Autor: Dr. Marcus John
Pünktlich zur Hannover Messe 2021 verkündeten Digital Science und das Fraunhofer INT eine Kooperation, um das KATI-System Interessenten außerhalb der Fraunhofer-Gesellschaft zur Verfügung zu stellen. Damit wurde die Basis dafür gelegt, KATI zu vermarkten – ein Meilenstein in der Entwicklung von KATI und der Geschichte des Instituts.
In diesem Artikel werden sowohl die Vorteile der Erweiterung des KATI Systems durch die Dimensions-Daten als auch die technischen Herausforderungen für die Realisierung erläutert. Alles begann ein Jahr zuvor im März 2020 mit einem ersten Gespräch zwischen Christian Herzog und Mario Diwersy von Digital Science am Fraunhofer INT, um die Möglichkeiten einer Kooperation auszuloten. Schnell wurde klar, dass beide Seiten darin eine Chance sehen und so begannen parallel zu den Gesprächen über die Formalitäten die technischen Arbeiten zur Erschließung des umfangreichen Datensatzes. Die Dimensions- Publikationsdatenbank umfasst immerhin mehr als 120 Millionen Publikationen.

● ● ●

Arbeitsauftrag 1.
Nenne alle Personen, die im Auszug über das KATI-System mit Namen genannt werden.
Arbeitsauftrag 2.
Schreibe bitte einen Abschnitt aus dem Auszug über das KATI-System wörtlich ab: Beginne bei den Worten „In diesem Artikel“ und höre nach den Worten „120 Millionen Publikationen.“ auf.
Arbeitsauftrag 3.
Schreibe den Auszug über das KATI-System im Anschluss an seinen letzten Satz weiter.

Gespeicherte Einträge

● ● ●

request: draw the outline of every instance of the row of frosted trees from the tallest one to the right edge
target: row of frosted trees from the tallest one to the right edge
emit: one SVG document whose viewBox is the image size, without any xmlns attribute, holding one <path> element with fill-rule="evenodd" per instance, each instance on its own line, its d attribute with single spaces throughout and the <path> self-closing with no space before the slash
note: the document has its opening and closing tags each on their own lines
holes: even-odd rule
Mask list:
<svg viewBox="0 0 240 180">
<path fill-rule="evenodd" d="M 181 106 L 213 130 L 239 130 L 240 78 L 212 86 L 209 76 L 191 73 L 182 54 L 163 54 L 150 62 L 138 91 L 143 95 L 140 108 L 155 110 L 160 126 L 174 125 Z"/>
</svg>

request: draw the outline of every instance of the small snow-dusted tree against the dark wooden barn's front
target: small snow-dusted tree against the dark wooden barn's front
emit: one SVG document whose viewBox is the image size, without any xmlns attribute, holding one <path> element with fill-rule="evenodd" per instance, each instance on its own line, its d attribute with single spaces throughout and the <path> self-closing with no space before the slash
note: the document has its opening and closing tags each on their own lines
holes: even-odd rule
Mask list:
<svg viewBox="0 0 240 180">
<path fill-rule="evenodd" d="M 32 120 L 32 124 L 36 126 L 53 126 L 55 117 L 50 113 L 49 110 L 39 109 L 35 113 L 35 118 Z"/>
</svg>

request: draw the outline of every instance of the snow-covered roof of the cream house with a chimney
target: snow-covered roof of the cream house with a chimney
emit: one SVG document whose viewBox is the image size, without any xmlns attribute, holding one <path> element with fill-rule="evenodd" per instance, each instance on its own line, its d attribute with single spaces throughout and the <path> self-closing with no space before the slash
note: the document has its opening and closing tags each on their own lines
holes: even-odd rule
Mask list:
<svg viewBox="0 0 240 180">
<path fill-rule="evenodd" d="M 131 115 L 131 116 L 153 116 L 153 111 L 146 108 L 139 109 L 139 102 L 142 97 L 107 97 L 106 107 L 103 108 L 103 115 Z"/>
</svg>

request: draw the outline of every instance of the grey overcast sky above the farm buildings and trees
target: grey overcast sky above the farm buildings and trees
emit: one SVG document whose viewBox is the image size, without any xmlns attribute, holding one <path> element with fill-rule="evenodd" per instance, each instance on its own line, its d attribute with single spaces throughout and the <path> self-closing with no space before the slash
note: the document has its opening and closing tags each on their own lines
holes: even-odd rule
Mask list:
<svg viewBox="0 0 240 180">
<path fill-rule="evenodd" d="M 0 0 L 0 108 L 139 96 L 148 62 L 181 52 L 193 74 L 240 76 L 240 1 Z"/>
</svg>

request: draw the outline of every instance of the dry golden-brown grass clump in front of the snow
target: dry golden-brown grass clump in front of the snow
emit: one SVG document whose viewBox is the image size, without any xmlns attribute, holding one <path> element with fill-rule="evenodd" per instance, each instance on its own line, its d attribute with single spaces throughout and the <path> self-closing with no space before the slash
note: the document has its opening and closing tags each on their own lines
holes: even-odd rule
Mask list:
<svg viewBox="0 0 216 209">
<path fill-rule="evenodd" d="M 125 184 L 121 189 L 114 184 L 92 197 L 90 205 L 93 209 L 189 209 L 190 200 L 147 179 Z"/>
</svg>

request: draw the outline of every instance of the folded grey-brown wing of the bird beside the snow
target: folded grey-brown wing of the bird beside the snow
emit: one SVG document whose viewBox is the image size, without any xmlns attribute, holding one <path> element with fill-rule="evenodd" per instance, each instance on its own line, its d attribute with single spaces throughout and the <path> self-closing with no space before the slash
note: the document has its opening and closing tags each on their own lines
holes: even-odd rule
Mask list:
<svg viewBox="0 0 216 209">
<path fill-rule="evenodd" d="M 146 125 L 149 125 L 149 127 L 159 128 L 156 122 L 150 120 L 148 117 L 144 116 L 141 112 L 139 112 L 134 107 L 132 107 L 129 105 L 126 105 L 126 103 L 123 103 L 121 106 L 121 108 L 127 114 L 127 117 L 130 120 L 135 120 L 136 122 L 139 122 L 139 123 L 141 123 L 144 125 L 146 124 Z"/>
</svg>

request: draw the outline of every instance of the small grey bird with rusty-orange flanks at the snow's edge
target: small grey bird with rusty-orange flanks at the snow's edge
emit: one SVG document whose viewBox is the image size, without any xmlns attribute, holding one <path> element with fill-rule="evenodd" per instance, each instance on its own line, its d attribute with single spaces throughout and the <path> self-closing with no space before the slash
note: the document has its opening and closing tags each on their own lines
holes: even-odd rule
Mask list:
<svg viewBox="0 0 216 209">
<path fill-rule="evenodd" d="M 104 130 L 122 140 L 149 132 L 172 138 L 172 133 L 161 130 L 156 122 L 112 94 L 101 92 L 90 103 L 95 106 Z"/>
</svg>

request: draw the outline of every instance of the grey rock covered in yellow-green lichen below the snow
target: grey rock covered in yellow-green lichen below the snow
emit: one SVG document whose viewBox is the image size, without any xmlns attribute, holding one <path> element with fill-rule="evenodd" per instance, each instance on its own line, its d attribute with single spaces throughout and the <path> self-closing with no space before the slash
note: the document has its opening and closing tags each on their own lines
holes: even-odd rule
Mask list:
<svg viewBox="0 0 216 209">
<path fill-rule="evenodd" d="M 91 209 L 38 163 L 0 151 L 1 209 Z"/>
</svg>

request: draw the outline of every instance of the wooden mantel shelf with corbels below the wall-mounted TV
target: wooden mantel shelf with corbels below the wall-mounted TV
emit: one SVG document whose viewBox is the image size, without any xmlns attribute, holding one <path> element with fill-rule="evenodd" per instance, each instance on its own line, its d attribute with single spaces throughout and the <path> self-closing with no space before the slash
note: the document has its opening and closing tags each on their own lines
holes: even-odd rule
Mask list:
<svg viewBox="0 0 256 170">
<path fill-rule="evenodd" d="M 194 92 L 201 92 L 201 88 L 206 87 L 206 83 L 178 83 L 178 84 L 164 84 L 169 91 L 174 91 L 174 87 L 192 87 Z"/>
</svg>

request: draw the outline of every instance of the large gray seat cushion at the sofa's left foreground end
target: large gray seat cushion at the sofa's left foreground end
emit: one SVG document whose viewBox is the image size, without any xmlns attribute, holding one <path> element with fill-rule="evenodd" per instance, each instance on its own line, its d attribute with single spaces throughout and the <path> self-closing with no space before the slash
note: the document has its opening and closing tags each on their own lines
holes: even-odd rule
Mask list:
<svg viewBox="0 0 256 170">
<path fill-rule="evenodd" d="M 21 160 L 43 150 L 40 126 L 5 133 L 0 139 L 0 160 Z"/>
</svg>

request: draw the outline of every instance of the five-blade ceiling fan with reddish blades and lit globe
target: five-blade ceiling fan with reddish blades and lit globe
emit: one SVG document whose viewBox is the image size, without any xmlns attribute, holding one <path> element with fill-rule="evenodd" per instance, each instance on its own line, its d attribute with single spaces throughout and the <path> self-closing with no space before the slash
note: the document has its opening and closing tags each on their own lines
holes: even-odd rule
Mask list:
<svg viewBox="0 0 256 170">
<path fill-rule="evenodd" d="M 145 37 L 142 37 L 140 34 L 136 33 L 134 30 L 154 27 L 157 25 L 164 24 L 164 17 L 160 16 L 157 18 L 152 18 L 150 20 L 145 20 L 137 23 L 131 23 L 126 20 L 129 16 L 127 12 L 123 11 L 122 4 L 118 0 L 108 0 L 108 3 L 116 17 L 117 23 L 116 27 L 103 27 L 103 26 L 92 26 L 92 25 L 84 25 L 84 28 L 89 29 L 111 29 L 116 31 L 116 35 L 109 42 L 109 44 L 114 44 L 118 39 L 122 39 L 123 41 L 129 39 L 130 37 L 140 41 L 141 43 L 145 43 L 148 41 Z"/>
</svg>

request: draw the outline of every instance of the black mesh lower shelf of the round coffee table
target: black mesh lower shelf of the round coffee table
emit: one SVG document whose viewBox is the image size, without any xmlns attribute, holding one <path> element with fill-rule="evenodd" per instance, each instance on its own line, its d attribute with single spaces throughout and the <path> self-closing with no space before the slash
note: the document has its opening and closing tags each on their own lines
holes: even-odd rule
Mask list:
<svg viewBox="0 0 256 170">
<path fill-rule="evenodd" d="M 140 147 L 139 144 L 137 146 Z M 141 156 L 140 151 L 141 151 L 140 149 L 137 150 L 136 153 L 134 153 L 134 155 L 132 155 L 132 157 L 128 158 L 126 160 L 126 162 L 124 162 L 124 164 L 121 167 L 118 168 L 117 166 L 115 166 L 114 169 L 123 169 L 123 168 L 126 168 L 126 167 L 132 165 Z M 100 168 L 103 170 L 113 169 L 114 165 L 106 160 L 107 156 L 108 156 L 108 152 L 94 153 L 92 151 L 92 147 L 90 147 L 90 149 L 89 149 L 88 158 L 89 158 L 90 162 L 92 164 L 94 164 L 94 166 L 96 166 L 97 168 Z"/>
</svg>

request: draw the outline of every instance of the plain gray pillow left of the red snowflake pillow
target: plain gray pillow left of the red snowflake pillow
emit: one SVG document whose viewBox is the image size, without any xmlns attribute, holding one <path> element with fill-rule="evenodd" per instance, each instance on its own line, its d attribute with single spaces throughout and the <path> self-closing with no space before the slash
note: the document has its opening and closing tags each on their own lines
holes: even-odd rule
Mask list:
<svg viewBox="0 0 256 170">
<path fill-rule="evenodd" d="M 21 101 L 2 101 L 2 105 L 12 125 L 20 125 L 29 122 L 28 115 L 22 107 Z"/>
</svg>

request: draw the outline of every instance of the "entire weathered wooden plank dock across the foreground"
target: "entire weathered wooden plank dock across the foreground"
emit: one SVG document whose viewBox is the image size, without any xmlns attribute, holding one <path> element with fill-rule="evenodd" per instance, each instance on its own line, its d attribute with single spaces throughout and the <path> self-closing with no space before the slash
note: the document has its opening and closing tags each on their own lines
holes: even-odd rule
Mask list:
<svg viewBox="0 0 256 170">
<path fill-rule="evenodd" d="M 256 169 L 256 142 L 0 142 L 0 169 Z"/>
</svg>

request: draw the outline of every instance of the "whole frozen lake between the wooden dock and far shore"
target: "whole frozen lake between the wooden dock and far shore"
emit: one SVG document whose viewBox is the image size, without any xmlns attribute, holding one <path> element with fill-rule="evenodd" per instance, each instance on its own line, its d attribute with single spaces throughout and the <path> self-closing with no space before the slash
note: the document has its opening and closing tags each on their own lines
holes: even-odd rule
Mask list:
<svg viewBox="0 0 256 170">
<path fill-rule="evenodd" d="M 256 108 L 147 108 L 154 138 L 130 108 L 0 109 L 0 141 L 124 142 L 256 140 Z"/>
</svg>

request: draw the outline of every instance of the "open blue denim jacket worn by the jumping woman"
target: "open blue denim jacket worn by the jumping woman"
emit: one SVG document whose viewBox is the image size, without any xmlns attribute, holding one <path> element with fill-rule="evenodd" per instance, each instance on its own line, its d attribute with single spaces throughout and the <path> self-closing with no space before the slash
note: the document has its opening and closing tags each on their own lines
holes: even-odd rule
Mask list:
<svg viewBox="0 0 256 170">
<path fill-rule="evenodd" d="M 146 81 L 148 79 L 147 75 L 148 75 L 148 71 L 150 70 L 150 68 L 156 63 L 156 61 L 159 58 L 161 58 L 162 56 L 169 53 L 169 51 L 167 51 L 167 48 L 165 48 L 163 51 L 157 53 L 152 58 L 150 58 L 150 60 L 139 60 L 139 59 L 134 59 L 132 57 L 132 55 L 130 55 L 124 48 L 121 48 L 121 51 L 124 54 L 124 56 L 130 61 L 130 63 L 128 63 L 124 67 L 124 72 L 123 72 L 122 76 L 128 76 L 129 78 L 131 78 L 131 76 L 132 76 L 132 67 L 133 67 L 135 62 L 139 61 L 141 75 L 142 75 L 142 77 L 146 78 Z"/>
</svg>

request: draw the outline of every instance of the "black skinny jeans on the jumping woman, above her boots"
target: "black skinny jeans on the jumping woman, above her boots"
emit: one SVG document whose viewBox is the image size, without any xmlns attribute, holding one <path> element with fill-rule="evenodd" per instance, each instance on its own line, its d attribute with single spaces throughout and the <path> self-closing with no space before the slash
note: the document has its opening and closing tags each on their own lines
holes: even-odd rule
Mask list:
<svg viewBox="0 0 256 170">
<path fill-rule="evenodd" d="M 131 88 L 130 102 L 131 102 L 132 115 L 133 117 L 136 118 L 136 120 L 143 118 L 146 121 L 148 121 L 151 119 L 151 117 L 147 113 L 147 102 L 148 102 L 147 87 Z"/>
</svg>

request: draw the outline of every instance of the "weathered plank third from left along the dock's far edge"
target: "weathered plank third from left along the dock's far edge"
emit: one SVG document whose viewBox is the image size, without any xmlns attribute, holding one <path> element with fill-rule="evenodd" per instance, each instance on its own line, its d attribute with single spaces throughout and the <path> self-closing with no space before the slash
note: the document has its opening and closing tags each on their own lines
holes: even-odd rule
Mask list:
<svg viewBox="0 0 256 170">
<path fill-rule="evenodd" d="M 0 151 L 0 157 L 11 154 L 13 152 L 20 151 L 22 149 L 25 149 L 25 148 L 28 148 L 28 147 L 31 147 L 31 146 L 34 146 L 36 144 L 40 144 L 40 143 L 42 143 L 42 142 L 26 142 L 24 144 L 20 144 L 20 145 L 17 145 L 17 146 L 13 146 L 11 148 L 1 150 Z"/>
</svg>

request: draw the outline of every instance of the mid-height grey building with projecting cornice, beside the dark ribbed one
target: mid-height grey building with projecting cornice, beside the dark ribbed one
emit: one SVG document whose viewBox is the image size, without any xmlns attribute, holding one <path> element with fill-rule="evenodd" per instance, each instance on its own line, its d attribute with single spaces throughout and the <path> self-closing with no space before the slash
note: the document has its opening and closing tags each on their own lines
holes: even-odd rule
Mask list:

● ● ●

Übungsergebnis 1.
Dr. Marcus John, Christian Herzog, Mario Diwersy

Übungsergebnis 2.
In diesem Artikel werden sowohl die Vorteile der Erweiterung des KATI Systems durch die Dimensions-Daten als auch die technischen Herausforderungen für die Realisierung erläutert. Alles begann ein Jahr zuvor im März 2020 mit einem ersten Gespräch zwischen Christian Herzog und Mario Diwersy von Digital Science am Fraunhofer INT, um die Möglichkeiten einer Kooperation auszuloten. Schnell wurde klar, dass beide Seiten darin eine Chance sehen und so begannen parallel zu den Gesprächen über die Formalitäten die technischen Arbeiten zur Erschließung des umfangreichen Datensatzes. Die Dimensions- Publikationsdatenbank umfasst immerhin mehr als 120 Millionen Publikationen.

Übungsergebnis 3.
Die Struktur der Daten
In der Dimensions Datenbank sind die bibliographischen Daten von mehr als 120 Millionen Publikationen erfasst, darunter Angaben zum Titel, den Autoren, dem Journal und dem Jahr der Veröffentlichung eines Papers. Insofern waren relativ wenige Anpassungen des am Fraunhofer INT entwickelten Datenmodell notwendig, welches auf der Nutzung einer sogenannten Graphdatenbank oder auch RDF-Stores basiert. Letzteres steht für Ressource Description Framework und erlaubt es, die Beziehungen zwischen sogenannten Ressourcen zu modellieren, welche durch Relationen miteinander verknüpft sind. Im Falle von KATI ist beispielsweise ein Paper eine solche Ressource und ein Autor eine weitere. Diese können nun durch die Relation „wurde geschrieben von“ miteinander verknüpft werden. Auf diese Weise entstehen sogenannte Triples aus zwei Ressourcen und einer Relation:
Paper A - wurde geschrieben von – Autor X
Diese Art der Datenaufbereitung hat sich als sehr mächtig erwiesen und ist die Grundlage für viele Möglichkeiten und Features, die das KATI System seinen Nutzer*innen bietet.
Trotz dieser prinzipiellen Ähnlichkeiten, gibt es einige dezidierte Neuerungen und Erweiterungen der Dimensions-Daten, die ein paar Anpassungen auch im Maschinenraum von KATI nötig machten.
Das ist zum einen der Umstand, dass Dimensions Institutionen durch einen eindeutigen Identifikator beschreibt. Dies erleichtert eine ganze Reihe von Analysen, die man mit KATI durchführen kann.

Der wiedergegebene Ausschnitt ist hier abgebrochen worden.